> **Kaynak belge**:
Hasta, yaşlı ve risk grubuna giren tutuklular için önlemler alınmadığı, temizlik malzemesinin dağıtılmadığı, tutukluların önlemlerini kendileri aldığına dikkat çekilen raporda, şunlar kaydedildi: “Bazı hapishanelerde doktorun revire gelmediği veya düzenli gelmediği, mahpusların İl Sağlık Müdürlüğü ve Sağlık Bakanlığı’na revir talepleri için dilekçe yazdıkları fakat cevap alamadıkları, bazı mahpuslar revire çıksalar da tüm ilaçlara erişemedikleri, raporlu ilaçlarını alamadıkları ve tahlillerinin yapılmadığı, risk grubunda olan hasta mahpusların grip aşısı talep ettiği, aşı taleplerinin karşılanmadığı, bazı hapishanelerde hasta mahpuslara ilaçlarının zamanında verilmediği, bazı mahpusların kendilerinde Kovid-19 belirtileri olduğunu düşündükleri, bu sebeple test olmayı talep ettikleri ve test taleplerinin karşılanmadığı, birçok hapishanede hastane sevklerinin ve düzenli tedavi görme olanaklarının olmadığı, bazı hapishanelerde sınırlı sayıda hastane sevki yapıldığı, bazı hapishanelerde hastane randevularının iptal edildiği belirtilmiştir.

> **Gösterilen veriler**:
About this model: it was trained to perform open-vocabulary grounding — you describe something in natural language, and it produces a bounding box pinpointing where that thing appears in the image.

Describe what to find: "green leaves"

> **Talimatınız**: Hapishanelerdeki sağlık koşullarını anlatan rapora göre mahpuslar revir talepleri için hangi kurumlara dilekçe yazmıştır?

> **Beklenen yanıt**: İl Sağlık Müdürlüğü ve Sağlık Bakanlığı'na.